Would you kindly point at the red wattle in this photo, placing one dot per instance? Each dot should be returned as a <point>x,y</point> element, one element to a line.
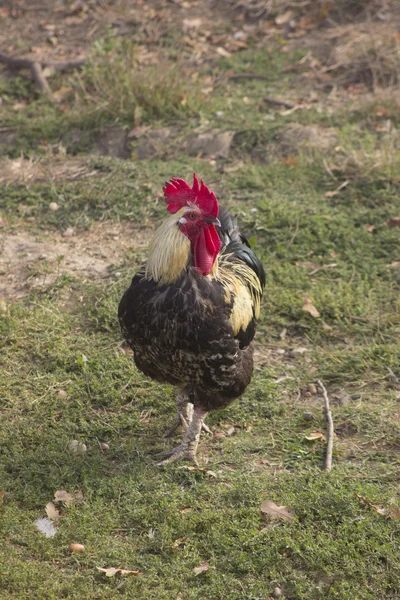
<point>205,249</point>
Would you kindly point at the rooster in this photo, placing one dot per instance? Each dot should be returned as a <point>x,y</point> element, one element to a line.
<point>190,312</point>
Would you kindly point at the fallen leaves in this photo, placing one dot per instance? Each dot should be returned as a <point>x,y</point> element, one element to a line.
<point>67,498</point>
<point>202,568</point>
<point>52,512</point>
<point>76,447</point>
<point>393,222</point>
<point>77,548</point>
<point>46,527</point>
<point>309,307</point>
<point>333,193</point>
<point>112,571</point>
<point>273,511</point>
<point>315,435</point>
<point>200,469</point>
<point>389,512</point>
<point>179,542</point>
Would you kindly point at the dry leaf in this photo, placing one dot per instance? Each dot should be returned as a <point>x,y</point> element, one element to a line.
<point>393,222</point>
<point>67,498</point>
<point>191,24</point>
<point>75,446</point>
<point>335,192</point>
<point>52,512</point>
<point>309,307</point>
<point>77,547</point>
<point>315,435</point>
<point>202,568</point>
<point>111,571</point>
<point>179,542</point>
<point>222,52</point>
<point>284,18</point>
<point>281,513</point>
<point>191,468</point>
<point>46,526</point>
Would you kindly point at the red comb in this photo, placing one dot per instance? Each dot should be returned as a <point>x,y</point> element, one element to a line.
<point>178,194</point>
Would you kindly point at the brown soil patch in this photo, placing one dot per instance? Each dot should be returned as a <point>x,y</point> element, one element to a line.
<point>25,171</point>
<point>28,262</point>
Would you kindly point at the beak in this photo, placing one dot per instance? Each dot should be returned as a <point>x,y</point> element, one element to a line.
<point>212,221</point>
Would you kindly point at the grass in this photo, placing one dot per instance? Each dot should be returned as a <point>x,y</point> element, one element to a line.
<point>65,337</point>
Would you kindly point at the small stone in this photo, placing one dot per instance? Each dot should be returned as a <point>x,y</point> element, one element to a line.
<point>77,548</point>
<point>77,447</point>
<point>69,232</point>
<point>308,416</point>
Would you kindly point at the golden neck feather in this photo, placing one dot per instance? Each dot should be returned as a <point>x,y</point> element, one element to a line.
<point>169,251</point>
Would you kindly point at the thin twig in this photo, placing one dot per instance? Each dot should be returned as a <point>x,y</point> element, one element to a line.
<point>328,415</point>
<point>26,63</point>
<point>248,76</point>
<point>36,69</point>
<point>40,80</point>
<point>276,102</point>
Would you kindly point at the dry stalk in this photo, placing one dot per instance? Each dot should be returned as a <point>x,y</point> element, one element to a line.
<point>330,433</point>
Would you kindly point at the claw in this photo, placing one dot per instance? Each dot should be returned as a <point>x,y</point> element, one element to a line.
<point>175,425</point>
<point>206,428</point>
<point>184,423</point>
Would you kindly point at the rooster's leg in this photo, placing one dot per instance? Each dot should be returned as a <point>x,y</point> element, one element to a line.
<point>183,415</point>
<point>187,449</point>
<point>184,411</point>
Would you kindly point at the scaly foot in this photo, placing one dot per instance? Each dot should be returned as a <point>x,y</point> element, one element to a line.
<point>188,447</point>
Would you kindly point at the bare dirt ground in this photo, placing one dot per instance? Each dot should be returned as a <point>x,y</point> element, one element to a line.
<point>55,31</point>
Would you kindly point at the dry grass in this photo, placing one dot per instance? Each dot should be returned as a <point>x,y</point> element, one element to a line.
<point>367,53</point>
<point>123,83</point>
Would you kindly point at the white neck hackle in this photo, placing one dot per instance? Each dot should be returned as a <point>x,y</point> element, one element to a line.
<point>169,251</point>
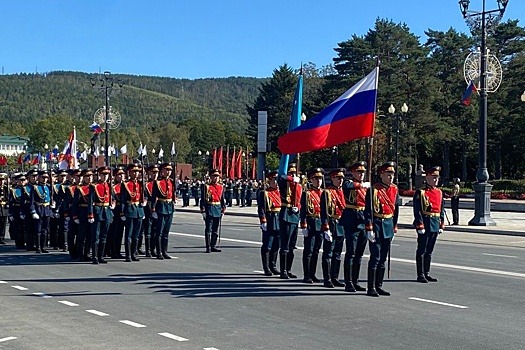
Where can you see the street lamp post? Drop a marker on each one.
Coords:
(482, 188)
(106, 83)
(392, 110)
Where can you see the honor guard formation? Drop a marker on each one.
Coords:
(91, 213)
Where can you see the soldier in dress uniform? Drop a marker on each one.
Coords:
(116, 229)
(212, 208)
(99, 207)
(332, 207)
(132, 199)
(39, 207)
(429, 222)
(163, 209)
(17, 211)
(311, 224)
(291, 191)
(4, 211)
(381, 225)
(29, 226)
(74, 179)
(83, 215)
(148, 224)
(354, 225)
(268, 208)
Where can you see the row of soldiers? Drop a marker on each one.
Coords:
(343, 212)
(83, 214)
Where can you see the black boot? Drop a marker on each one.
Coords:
· · ·
Starting with the row that contains "Would you kindly point at the dry stalk" and going on through the last of the rows, write those rows out again with "photo" swapped for "image" and everything else left as it is. Leave the pictures out.

§ **REPLY**
Would you kindly point at the dry stalk in this image, placing one dot per instance? Each dot should be returned as a <point>x,y</point> element, one element to a line.
<point>330,433</point>
Would you kindly point at the claw in this image, placing one dot per instance? Each dot should be returned as a <point>x,y</point> element, one element to a line.
<point>175,425</point>
<point>206,428</point>
<point>184,423</point>
Would you kindly point at the rooster's leg in this image, placing one dot per instance? Each dot should be returned as a <point>x,y</point> element, one element to a line.
<point>183,415</point>
<point>187,449</point>
<point>184,411</point>
Would you kindly point at the scaly foot in this image, placing one dot per instance? Each dot should be returned as a <point>x,y</point> element, one element to a line.
<point>188,447</point>
Would you kindly point at the bare dirt ground in this image, placing one dot per instance? Each dot should be returned as a <point>x,y</point> element, one element to a line.
<point>55,31</point>
Would you kindly point at the dry grass in this image, placing one dot per instance? Each dot should be returned as a <point>x,y</point> element, one element to a line.
<point>367,53</point>
<point>123,83</point>
Would you kindly point at the white neck hackle in this image, placing one dot per instance? Each dot should be returned as a <point>x,y</point> element, one element to a line.
<point>169,251</point>
Where can you see the street lamp post? Drop a marker on each one.
Coords:
(482, 188)
(106, 83)
(392, 110)
Where can you see the honor guard formation? Drop a marker on each one.
Coords:
(91, 213)
Where can you see the soldier in dress uniform? Drop a marker on each one.
Coords:
(116, 229)
(212, 208)
(99, 207)
(332, 207)
(132, 199)
(39, 207)
(429, 222)
(163, 209)
(17, 211)
(311, 224)
(291, 191)
(4, 211)
(381, 225)
(29, 226)
(74, 179)
(83, 215)
(148, 224)
(354, 225)
(268, 208)
Where can you see the row of soldiers? Drop a marker on each one.
Coords:
(343, 212)
(83, 214)
Where can you see the black boot? Drop a marker on each one.
Coords:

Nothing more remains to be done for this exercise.